• Task instructions: The answer should be an exact copy of the lines from the line with "Find the black trousers;" through the last line of the entries, and no other lines.

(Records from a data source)
•••••
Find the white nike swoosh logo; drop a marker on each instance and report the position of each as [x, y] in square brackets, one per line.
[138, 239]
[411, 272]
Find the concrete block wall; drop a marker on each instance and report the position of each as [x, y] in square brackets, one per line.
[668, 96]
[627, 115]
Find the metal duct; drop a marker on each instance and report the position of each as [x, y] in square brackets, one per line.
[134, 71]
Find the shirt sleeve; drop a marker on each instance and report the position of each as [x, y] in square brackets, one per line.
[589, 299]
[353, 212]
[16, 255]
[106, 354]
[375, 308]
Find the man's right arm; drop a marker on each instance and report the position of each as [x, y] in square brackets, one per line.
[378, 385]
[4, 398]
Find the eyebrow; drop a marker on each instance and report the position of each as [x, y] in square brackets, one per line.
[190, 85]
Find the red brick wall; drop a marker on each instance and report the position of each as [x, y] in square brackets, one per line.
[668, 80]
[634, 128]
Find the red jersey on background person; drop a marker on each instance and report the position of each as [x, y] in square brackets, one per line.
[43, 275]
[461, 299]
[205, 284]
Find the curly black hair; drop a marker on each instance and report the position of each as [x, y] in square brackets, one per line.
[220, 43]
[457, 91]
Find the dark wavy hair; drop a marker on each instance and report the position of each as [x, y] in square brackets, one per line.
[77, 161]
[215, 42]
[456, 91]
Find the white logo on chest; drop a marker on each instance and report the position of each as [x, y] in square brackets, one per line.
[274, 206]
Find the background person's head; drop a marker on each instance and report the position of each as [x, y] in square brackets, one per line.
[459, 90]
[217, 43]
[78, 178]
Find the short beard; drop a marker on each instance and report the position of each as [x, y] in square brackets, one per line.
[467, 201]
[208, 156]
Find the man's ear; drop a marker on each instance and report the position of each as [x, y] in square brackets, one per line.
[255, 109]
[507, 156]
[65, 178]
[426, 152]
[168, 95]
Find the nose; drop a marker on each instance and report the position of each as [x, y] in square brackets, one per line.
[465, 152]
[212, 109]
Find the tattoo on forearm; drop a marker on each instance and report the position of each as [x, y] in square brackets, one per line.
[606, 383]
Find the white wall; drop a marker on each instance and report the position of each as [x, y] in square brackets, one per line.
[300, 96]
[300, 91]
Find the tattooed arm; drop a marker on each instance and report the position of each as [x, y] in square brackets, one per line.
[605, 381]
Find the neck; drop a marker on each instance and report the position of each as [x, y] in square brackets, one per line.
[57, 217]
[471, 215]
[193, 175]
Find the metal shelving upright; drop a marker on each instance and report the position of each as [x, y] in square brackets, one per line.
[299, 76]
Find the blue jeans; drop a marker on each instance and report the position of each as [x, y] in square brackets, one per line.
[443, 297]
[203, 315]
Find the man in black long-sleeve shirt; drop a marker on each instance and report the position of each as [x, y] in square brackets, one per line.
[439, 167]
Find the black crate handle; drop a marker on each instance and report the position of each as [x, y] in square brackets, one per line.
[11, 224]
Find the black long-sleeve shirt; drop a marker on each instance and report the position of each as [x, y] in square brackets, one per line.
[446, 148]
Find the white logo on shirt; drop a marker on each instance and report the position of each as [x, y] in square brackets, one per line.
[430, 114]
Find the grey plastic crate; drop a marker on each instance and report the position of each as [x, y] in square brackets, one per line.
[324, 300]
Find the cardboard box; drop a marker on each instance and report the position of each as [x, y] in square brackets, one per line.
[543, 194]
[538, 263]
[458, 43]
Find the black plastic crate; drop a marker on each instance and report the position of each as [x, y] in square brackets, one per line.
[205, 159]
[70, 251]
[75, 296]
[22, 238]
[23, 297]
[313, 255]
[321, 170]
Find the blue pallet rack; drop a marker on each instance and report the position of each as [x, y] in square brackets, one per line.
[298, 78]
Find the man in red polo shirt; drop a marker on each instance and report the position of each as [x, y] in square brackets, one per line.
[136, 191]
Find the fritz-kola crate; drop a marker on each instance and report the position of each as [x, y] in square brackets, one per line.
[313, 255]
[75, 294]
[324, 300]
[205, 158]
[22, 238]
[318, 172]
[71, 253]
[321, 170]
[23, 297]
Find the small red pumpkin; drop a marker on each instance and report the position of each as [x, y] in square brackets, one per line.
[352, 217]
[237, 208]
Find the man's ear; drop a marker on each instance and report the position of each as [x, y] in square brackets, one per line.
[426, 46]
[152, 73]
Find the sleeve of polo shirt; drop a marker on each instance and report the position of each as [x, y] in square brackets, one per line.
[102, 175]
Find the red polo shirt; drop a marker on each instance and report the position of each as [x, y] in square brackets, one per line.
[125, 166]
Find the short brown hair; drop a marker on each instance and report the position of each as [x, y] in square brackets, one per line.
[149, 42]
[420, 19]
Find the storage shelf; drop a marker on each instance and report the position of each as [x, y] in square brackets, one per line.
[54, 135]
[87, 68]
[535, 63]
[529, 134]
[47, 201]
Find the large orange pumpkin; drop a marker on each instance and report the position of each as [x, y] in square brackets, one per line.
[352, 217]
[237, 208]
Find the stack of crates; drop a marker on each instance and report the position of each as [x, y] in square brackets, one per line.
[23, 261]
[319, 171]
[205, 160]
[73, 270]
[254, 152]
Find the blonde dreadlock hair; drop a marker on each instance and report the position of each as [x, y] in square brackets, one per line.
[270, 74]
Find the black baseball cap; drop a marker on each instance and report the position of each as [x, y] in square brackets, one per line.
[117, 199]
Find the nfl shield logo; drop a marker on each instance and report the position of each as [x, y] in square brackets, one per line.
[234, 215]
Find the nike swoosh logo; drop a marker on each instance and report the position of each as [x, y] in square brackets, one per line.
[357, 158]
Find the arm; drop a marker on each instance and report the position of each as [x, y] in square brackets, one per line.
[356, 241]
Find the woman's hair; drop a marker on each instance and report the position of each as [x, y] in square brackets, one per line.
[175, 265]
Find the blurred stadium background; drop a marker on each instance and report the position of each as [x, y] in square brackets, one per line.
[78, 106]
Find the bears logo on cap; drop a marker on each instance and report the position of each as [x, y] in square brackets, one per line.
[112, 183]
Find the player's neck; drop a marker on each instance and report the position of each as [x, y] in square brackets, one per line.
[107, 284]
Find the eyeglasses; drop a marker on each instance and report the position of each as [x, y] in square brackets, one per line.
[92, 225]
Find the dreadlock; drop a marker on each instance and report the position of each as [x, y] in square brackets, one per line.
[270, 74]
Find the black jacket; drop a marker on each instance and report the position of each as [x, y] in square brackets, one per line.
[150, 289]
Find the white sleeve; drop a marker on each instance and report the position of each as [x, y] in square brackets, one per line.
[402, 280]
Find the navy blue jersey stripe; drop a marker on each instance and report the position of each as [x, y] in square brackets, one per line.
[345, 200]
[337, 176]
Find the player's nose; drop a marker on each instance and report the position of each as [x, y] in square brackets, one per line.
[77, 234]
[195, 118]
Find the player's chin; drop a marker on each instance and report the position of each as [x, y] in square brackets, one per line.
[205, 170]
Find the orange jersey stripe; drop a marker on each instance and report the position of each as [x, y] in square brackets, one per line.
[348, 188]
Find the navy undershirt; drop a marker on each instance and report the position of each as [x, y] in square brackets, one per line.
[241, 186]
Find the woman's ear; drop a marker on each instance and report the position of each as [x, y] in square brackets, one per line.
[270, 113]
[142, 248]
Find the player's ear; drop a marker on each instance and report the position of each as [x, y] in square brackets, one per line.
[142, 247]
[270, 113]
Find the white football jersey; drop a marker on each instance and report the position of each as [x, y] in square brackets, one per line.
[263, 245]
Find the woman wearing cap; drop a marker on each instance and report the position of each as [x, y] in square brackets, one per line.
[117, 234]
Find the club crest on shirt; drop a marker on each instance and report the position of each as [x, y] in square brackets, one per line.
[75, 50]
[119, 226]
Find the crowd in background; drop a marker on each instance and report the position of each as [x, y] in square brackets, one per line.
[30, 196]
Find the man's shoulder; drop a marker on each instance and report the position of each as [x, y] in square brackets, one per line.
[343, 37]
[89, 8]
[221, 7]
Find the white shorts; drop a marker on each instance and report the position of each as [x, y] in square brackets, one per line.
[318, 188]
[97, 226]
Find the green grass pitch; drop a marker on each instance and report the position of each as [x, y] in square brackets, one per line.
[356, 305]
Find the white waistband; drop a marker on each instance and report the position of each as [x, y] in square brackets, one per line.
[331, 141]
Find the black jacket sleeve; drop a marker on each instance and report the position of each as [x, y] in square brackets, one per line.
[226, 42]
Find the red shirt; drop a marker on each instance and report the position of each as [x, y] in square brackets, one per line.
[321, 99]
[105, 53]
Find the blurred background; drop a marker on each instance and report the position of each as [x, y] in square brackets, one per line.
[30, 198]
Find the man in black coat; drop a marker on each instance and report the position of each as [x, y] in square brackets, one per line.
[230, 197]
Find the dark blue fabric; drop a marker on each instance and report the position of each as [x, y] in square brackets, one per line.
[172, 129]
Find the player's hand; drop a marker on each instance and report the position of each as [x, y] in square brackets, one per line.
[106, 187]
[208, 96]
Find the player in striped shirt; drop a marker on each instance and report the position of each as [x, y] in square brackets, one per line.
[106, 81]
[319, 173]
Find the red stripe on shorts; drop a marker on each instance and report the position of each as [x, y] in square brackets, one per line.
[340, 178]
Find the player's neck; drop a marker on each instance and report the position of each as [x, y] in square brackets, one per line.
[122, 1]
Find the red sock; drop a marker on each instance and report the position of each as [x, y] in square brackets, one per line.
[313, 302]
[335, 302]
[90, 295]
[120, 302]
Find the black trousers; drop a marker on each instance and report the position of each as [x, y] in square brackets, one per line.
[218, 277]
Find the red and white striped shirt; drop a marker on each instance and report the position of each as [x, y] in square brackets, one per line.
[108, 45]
•••••
• Result of the exercise:
Find the black trousers; drop a marker on each instance and report the position of each as [x, y] in square brackets, one per line.
[218, 277]
Find the red and white striped shirt; drop a marker on each instance and report the position of each as [x, y] in square brackets, one per line.
[108, 45]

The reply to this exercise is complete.